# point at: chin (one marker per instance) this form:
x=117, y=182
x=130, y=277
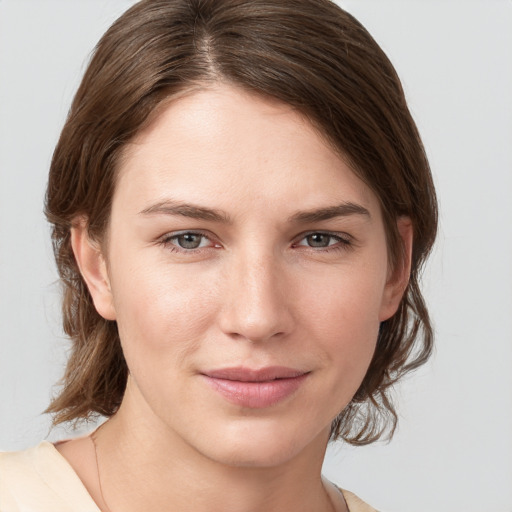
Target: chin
x=262, y=446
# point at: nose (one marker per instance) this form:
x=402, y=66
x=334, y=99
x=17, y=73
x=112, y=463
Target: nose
x=256, y=304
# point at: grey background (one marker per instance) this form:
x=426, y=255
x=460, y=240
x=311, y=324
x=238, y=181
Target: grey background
x=453, y=450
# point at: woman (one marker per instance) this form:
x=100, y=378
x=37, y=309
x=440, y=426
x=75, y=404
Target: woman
x=240, y=205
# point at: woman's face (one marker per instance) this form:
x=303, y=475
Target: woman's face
x=248, y=275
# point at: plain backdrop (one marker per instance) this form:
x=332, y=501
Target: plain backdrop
x=453, y=449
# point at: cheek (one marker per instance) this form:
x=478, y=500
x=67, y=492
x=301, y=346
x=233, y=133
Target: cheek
x=161, y=312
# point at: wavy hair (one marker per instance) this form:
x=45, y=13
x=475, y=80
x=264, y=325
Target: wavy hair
x=309, y=54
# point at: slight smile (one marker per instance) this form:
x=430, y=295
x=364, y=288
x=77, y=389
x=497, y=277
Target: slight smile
x=255, y=389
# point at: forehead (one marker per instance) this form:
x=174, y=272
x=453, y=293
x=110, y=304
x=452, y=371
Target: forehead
x=221, y=143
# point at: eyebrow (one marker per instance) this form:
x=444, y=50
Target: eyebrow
x=344, y=209
x=171, y=207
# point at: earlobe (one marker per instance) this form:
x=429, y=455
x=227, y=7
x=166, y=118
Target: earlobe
x=93, y=268
x=399, y=276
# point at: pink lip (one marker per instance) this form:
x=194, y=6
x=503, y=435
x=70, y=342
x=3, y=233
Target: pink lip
x=255, y=388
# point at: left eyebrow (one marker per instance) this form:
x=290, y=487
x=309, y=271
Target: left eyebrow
x=330, y=212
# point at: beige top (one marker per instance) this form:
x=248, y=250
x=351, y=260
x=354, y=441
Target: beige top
x=41, y=480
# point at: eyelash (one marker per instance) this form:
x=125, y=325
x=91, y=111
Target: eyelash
x=343, y=243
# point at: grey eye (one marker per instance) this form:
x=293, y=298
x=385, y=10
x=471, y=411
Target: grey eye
x=189, y=240
x=319, y=240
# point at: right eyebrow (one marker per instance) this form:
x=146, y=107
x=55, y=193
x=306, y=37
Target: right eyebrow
x=172, y=207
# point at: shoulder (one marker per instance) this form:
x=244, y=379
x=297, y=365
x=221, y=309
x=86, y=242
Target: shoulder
x=40, y=480
x=356, y=504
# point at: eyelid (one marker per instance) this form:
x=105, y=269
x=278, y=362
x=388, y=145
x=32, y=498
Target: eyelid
x=167, y=239
x=343, y=237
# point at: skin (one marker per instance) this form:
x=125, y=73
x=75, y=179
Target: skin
x=267, y=285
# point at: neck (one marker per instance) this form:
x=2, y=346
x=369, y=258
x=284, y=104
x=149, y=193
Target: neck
x=162, y=472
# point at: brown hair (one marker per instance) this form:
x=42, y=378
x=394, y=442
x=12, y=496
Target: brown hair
x=309, y=54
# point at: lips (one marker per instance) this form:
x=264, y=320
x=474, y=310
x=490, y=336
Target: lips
x=253, y=388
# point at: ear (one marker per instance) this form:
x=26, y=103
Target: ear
x=93, y=268
x=398, y=277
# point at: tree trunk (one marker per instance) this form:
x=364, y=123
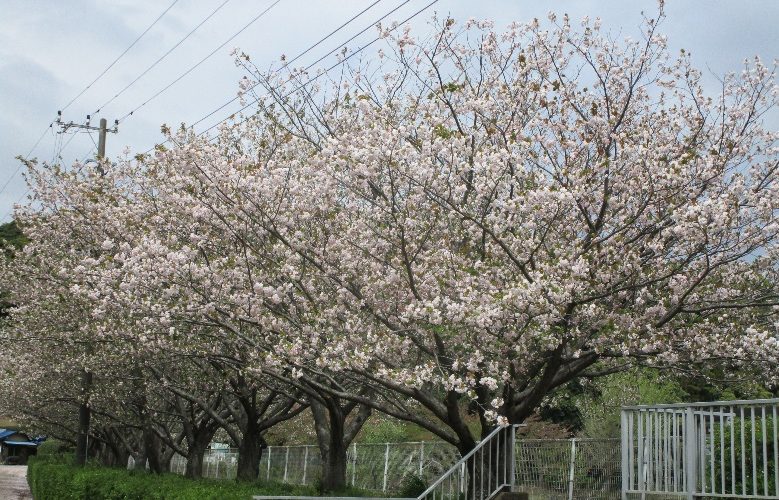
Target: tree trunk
x=195, y=454
x=250, y=452
x=152, y=446
x=334, y=466
x=84, y=414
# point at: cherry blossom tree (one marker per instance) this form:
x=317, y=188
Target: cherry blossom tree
x=465, y=225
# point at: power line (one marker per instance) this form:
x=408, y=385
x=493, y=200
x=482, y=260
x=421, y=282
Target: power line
x=312, y=64
x=166, y=54
x=309, y=49
x=312, y=79
x=98, y=77
x=26, y=157
x=118, y=57
x=158, y=93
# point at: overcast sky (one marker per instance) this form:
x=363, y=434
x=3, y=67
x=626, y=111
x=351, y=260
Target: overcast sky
x=51, y=49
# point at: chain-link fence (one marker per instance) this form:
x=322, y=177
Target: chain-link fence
x=569, y=469
x=552, y=469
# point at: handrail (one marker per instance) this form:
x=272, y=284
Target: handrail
x=458, y=465
x=738, y=402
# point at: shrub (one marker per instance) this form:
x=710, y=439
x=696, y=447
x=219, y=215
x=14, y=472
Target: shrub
x=53, y=477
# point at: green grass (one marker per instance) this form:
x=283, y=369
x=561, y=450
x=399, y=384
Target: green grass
x=53, y=477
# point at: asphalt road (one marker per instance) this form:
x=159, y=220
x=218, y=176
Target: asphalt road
x=13, y=483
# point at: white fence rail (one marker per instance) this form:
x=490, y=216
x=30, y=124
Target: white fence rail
x=554, y=469
x=724, y=449
x=374, y=467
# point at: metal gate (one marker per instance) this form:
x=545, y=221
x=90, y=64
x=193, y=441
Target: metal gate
x=723, y=449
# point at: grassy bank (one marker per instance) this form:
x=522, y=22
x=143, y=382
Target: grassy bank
x=55, y=478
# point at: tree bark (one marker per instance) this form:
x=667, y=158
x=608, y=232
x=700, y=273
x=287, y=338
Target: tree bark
x=195, y=451
x=334, y=437
x=84, y=415
x=250, y=451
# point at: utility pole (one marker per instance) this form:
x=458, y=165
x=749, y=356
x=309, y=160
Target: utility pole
x=84, y=412
x=102, y=131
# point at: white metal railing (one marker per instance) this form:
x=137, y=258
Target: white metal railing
x=483, y=472
x=724, y=449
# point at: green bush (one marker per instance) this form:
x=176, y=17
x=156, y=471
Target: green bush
x=412, y=486
x=53, y=477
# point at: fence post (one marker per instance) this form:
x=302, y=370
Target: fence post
x=286, y=464
x=690, y=453
x=625, y=434
x=386, y=466
x=354, y=463
x=421, y=457
x=513, y=455
x=267, y=476
x=305, y=465
x=572, y=469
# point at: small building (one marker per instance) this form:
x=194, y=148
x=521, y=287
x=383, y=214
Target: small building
x=16, y=447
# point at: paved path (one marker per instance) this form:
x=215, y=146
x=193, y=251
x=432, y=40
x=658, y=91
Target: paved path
x=13, y=483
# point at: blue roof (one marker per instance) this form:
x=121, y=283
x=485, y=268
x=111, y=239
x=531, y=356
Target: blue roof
x=22, y=443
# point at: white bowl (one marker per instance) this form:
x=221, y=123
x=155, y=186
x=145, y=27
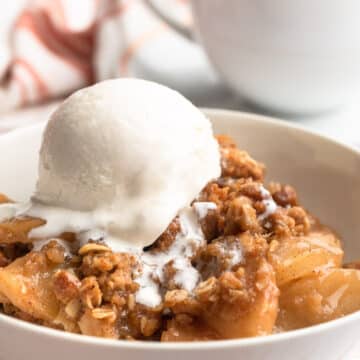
************
*The exercise*: Please replace "one marker per instance" with "one marker for each instance" throughout the data above and write it out again with nothing else changed, leaving out the pictures.

*Task answer*:
# point at: chin (one marker for each instance) this form:
x=117, y=182
x=130, y=277
Target: chin
x=262, y=446
# point at: nose (one marker for each instance) this form:
x=402, y=66
x=334, y=99
x=17, y=73
x=112, y=463
Target: nose
x=256, y=304
# point at: grey background (one marker for each instance) this form:
x=426, y=255
x=460, y=240
x=311, y=324
x=238, y=181
Target: grey background
x=453, y=450
# point at: woman (one marker for each instance) this form:
x=100, y=378
x=37, y=309
x=440, y=426
x=75, y=404
Target: woman
x=240, y=205
# point at: woman's face (one marker for each instance) this form:
x=303, y=475
Target: woman's face
x=248, y=275
# point at: plain backdrop (one marker for each instance) this form:
x=332, y=501
Target: plain backdrop
x=453, y=449
# point at: cheek (one marker for each instance) this form:
x=478, y=500
x=67, y=492
x=301, y=346
x=233, y=133
Target: cheek
x=161, y=312
# point at: wavy hair (one marker for each instance) this form:
x=45, y=13
x=475, y=80
x=264, y=325
Target: wavy hair
x=309, y=54
# point at: slight smile (one marker for each instance) this form:
x=430, y=295
x=364, y=288
x=77, y=389
x=497, y=277
Target: slight smile
x=255, y=389
# point at: forehead (one marker for each instance) this form:
x=174, y=272
x=453, y=293
x=110, y=304
x=452, y=371
Target: forehead
x=221, y=143
# point at: eyebrow (one marker for each instance) this form:
x=444, y=50
Target: eyebrow
x=344, y=209
x=171, y=207
# point at: earlobe (one marker for each instance) this form:
x=429, y=455
x=227, y=7
x=166, y=118
Target: earlobe
x=93, y=268
x=399, y=276
# point at: pink lip (one marker for each instance) this form:
x=194, y=6
x=503, y=435
x=70, y=342
x=3, y=233
Target: pink lip
x=255, y=388
# point at: left eyebrow (one marker for each instance) this form:
x=290, y=487
x=309, y=271
Target: left eyebrow
x=330, y=212
# point at: beige top (one marker for each instance) this form:
x=248, y=250
x=351, y=260
x=354, y=441
Target: beige top
x=41, y=480
# point at: eyelash (one marker for each instance) this form:
x=125, y=325
x=91, y=111
Target: eyelash
x=343, y=243
# point at: grey eye (one marker for each instance) this form:
x=293, y=298
x=385, y=10
x=471, y=411
Target: grey eye
x=189, y=240
x=319, y=240
# point at: right eyebrow (one marker for each instance) this form:
x=146, y=107
x=55, y=193
x=306, y=37
Target: right eyebrow
x=172, y=207
# point at: shoulder (one marker for each instance) this form:
x=244, y=379
x=297, y=365
x=221, y=309
x=86, y=242
Target: shoulder
x=40, y=480
x=356, y=504
# point at: eyelid (one marker for each instance) this form:
x=105, y=269
x=278, y=362
x=388, y=145
x=32, y=498
Target: eyelid
x=167, y=239
x=343, y=237
# point at: skin (one marker for each instance) this form:
x=125, y=73
x=75, y=179
Target: skin
x=267, y=285
# point at: neck (one marker for each instance) this form:
x=2, y=346
x=369, y=258
x=284, y=104
x=149, y=193
Target: neck
x=162, y=472
# point at: brown hair (one marker for each instance) this form:
x=42, y=378
x=394, y=442
x=12, y=496
Target: brown hair
x=309, y=54
# point at: lips (one marker for each instance) this form:
x=264, y=320
x=474, y=310
x=490, y=336
Target: lips
x=253, y=388
# point at: ear (one marker for each instance) this form:
x=26, y=103
Target: ear
x=93, y=268
x=398, y=277
# point at: tree trunk (one marker for each instance) this form:
x=364, y=123
Target: tree trunk
x=195, y=454
x=250, y=452
x=152, y=446
x=334, y=466
x=84, y=414
# point at: cherry blossom tree (one marker for each instance) this form:
x=317, y=188
Target: cherry blossom tree
x=465, y=225
# point at: power line (one marker for each instance) this form:
x=408, y=385
x=493, y=200
x=482, y=260
x=421, y=282
Target: power line
x=312, y=64
x=166, y=54
x=309, y=49
x=312, y=79
x=98, y=77
x=26, y=157
x=118, y=57
x=158, y=93
# point at: overcast sky (one marker for each instance) this form:
x=363, y=434
x=3, y=67
x=626, y=111
x=351, y=260
Target: overcast sky
x=51, y=49
# point at: chain-link fence (one marker for each instance) this form:
x=322, y=177
Target: chain-link fence
x=569, y=469
x=552, y=469
# point at: handrail (one marker for each instance) this form:
x=272, y=284
Target: handrail
x=458, y=465
x=738, y=402
# point at: shrub (one marker for each instance) this form:
x=710, y=439
x=696, y=447
x=219, y=215
x=14, y=472
Target: shrub
x=53, y=477
# point at: green grass (one marker for each instance) this form:
x=283, y=369
x=561, y=450
x=399, y=384
Target: green grass
x=53, y=477
# point at: asphalt road (one marker for each instance) this form:
x=159, y=220
x=218, y=176
Target: asphalt road
x=13, y=483
# point at: white fence rail (one marker for each instance) this form:
x=490, y=216
x=30, y=124
Target: white fence rail
x=554, y=469
x=724, y=449
x=374, y=467
# point at: metal gate (one marker for each instance) this form:
x=545, y=221
x=90, y=64
x=193, y=441
Target: metal gate
x=723, y=449
# point at: grassy bank (one marker for each instance) this form:
x=522, y=22
x=143, y=382
Target: grassy bank
x=55, y=478
# point at: tree bark (one marker for each instance) this form:
x=667, y=158
x=608, y=232
x=700, y=273
x=287, y=338
Target: tree bark
x=195, y=451
x=334, y=437
x=84, y=415
x=250, y=451
# point at: utility pole (one marker for each instance) this form:
x=458, y=165
x=749, y=356
x=309, y=160
Target: utility pole
x=84, y=412
x=102, y=131
# point at: white metal railing (one marker for each instance) this form:
x=137, y=258
Target: white metal railing
x=483, y=472
x=724, y=449
# point at: green bush (one marker for each instance) this form:
x=176, y=17
x=156, y=471
Target: green bush
x=412, y=486
x=53, y=477
# point at: fence post (one marker for each instance) this form:
x=302, y=370
Target: fence post
x=286, y=464
x=690, y=453
x=625, y=434
x=386, y=466
x=354, y=463
x=421, y=457
x=513, y=455
x=267, y=476
x=305, y=465
x=572, y=469
# point at: small building (one marker for each instance) this form:
x=194, y=148
x=521, y=287
x=383, y=214
Target: small building
x=16, y=447
# point at: paved path (one marker for each instance) this form:
x=215, y=146
x=193, y=251
x=432, y=40
x=658, y=91
Target: paved path
x=13, y=483
# point at: blue roof (one marker for each instance) this form:
x=121, y=283
x=485, y=268
x=111, y=239
x=531, y=356
Target: blue roof
x=22, y=443
# point at: white bowl (one marker for each instance) this form:
x=221, y=123
x=155, y=186
x=145, y=27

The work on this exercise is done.